- **Short exercise**
Can you repeat the lines of the data below, from the line with "of the beige" up to and including the line with "pixel 634 305", exactly as they appear?

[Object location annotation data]
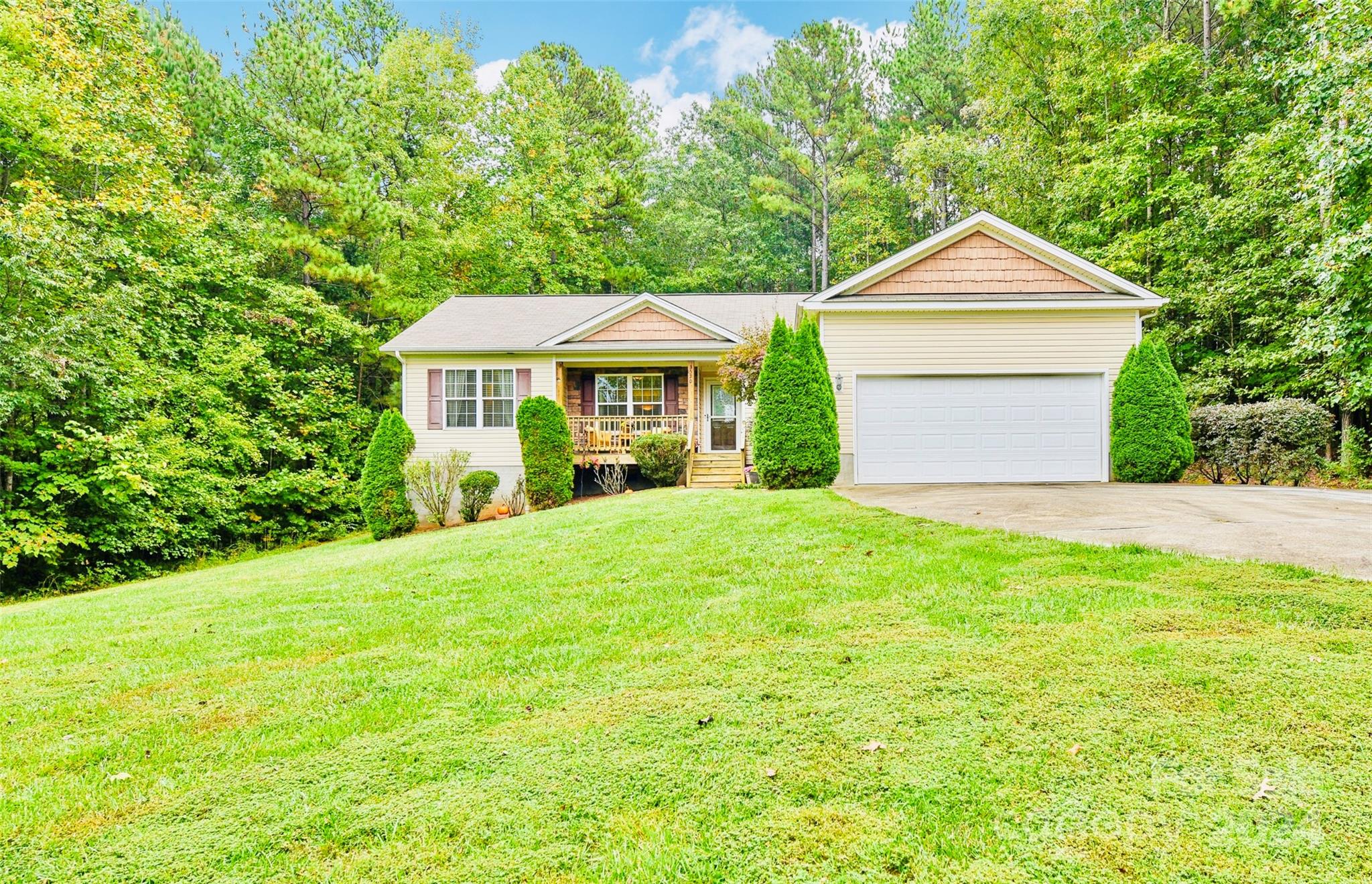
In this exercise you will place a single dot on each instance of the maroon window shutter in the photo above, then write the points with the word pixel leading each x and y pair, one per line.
pixel 588 393
pixel 435 398
pixel 670 404
pixel 523 382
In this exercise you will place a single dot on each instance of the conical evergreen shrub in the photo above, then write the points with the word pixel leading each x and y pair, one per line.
pixel 385 504
pixel 817 412
pixel 796 427
pixel 1150 429
pixel 545 442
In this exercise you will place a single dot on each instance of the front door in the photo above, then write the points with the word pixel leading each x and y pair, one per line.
pixel 722 414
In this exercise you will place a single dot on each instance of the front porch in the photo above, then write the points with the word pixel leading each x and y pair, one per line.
pixel 608 407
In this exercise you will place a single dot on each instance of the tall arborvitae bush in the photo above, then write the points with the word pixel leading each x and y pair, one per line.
pixel 1150 429
pixel 545 442
pixel 385 504
pixel 770 440
pixel 796 429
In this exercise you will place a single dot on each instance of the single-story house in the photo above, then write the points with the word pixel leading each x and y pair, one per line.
pixel 980 355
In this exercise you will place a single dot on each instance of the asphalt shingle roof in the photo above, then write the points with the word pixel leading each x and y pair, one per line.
pixel 509 323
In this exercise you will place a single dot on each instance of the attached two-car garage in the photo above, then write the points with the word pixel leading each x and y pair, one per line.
pixel 980 429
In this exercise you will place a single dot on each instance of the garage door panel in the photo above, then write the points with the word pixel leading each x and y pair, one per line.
pixel 980 429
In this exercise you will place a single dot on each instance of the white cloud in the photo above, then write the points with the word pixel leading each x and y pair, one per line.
pixel 489 74
pixel 724 42
pixel 661 90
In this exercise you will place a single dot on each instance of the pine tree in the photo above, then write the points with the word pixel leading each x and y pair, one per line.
pixel 385 504
pixel 547 449
pixel 1150 430
pixel 815 412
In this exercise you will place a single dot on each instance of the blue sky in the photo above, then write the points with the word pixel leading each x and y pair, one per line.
pixel 674 52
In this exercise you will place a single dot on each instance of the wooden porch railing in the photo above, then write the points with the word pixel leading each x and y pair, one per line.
pixel 614 436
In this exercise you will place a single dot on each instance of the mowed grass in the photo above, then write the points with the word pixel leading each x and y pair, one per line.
pixel 600 692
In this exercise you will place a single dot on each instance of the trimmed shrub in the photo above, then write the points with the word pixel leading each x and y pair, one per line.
pixel 1215 432
pixel 547 448
pixel 434 482
pixel 478 489
pixel 796 427
pixel 662 456
pixel 385 504
pixel 1150 433
pixel 1261 442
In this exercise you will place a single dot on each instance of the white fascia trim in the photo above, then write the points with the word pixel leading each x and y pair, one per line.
pixel 999 230
pixel 633 305
pixel 959 306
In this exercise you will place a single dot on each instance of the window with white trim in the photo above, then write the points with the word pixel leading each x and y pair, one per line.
pixel 619 395
pixel 460 397
pixel 497 397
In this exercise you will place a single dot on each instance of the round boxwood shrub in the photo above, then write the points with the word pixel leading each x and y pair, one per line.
pixel 385 504
pixel 796 429
pixel 547 448
pixel 770 432
pixel 1150 430
pixel 662 456
pixel 478 488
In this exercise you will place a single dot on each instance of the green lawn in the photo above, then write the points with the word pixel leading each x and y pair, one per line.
pixel 523 700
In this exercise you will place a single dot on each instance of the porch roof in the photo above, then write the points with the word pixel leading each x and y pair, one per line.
pixel 525 323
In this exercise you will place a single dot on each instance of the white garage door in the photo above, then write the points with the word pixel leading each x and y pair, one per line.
pixel 980 429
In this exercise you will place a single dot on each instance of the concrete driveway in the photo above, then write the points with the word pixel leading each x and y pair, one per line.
pixel 1326 530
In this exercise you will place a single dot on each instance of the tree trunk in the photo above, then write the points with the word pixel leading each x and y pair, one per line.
pixel 813 271
pixel 1345 442
pixel 823 237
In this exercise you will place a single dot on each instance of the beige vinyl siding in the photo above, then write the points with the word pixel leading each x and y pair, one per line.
pixel 492 448
pixel 970 342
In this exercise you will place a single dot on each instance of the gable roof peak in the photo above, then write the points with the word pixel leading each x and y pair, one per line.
pixel 1016 238
pixel 634 305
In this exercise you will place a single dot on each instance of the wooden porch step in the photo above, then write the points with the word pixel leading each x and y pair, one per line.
pixel 715 470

- **Exercise answer**
In this exercise you will place a single dot on each instance of the beige vinyl siding in the photo above, then write the points with the word pixel leading each x and y pair, one per line.
pixel 492 448
pixel 970 342
In this exercise you will place a single dot on each instance of the gable roof peak in the photo above, then write the points with the word pixel leading each x and y pair, one per line.
pixel 1016 238
pixel 634 305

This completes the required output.